--- begin GIVEN DATA ---
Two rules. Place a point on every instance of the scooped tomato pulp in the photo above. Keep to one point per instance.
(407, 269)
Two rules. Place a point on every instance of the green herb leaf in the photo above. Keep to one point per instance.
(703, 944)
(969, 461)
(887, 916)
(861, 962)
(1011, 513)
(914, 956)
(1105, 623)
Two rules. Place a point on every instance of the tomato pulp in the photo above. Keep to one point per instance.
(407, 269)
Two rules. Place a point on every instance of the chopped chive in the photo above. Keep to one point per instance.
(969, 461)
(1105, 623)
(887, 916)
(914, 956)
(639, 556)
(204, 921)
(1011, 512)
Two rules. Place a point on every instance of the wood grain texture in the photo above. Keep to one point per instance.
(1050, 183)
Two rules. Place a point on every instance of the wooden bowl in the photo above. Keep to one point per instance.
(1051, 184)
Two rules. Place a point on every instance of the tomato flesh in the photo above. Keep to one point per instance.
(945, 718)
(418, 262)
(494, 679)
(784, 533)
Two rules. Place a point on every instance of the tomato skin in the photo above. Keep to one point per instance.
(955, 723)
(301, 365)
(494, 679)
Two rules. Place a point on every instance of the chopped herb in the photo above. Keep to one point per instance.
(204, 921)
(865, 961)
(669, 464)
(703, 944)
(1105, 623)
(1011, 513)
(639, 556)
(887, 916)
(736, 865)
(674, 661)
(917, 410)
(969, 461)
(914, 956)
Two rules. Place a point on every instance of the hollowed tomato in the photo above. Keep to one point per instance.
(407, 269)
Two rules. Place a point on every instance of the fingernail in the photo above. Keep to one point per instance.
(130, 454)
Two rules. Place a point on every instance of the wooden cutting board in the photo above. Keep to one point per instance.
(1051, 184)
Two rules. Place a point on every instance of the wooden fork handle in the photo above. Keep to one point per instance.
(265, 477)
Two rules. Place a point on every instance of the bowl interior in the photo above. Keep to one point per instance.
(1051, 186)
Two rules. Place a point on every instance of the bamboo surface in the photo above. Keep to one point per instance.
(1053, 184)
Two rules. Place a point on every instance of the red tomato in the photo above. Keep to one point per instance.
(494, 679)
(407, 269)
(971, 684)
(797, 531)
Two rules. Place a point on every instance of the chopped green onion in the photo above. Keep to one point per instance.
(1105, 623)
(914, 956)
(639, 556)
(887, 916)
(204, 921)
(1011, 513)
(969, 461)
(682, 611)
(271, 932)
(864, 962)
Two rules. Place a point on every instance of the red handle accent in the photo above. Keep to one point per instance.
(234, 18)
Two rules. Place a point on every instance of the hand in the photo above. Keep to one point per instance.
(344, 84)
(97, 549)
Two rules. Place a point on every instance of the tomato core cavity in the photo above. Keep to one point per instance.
--- end GIVEN DATA ---
Write each line above out exactly.

*THE COMPLETED TASK*
Two rules. Place a point on every instance of the scooped tomato pulp in the photo above. Keep to one point per instance.
(407, 269)
Two rules. Place a point on every instance of the green herb leaf in the photo above. Keep to one point per instance.
(703, 944)
(969, 461)
(887, 916)
(861, 962)
(1011, 513)
(914, 956)
(1105, 623)
Two rules. Place a point on every instance of the tomato pulp in the photo above. Keep to one point per instance.
(407, 269)
Two rules. Place a point on every instance of the chopped chive in the photo above. Keep to one point per instance.
(969, 461)
(1105, 623)
(887, 916)
(914, 956)
(639, 556)
(204, 921)
(1011, 512)
Two rules. Place a point on every instance of the wood grain texture in the photo above. Keep to one point per instance.
(1050, 183)
Two rules. Place a point on every instance of the wooden bowl in the photo above. Keep to one point per instance.
(1051, 184)
Two rules. Place a point on every instance of the tomato flesh in the photo above. Keep to one point per instance.
(945, 718)
(418, 262)
(494, 679)
(784, 533)
Two rules. Place a point on every instance of the tomato skin in the photo above. Keep to one point per instance.
(955, 723)
(301, 365)
(494, 679)
Two rules. Place a point on every instance of the chopped herb in the photo above. Keep to one point per instance.
(204, 921)
(865, 961)
(669, 464)
(703, 944)
(1105, 623)
(1011, 513)
(639, 556)
(887, 916)
(736, 865)
(674, 661)
(917, 410)
(969, 461)
(914, 956)
Two rules. Place a point on every instance of the hollowed tomato in the photo above. Keep to one point per instance.
(407, 269)
Two rules. Place a point on every instance of the fingernail in the photo above. Keep to one point per instance.
(130, 454)
Two rules. Place a point on every instance of the wooden cutting board in the photo above. Keep to one point per instance.
(1051, 184)
Two rules. Place a point on every instance of the wooden fork handle in the photo above. Keep to one point per instance.
(265, 477)
Two rules. Place a point on every instance of the bowl interior in the photo above. Keep to one point per instance.
(1051, 186)
Two rules. Place a point on every instance of the bamboo surface in the photo above. Keep to one point per instance.
(1053, 184)
Two rules. Place a point on every instance of the red tomato in the photo above. Keep to one point per instance.
(494, 679)
(407, 269)
(971, 684)
(797, 531)
Two rules. Place a point on every instance of the chopped green onion in the photo above. Keep to one point per instance.
(1105, 623)
(914, 956)
(639, 556)
(887, 916)
(204, 921)
(1011, 513)
(969, 461)
(682, 611)
(271, 932)
(864, 962)
Two rules. Place a point on every instance of the red handle accent in the photo above. Keep to one point per instance.
(234, 18)
Two rules. Place a point on every instance of the hand in the photo above. Keep to one point per instance.
(344, 84)
(97, 549)
Two rules. Place a point on every instance of the tomato core cavity in the photo above. Keep to one point per instance.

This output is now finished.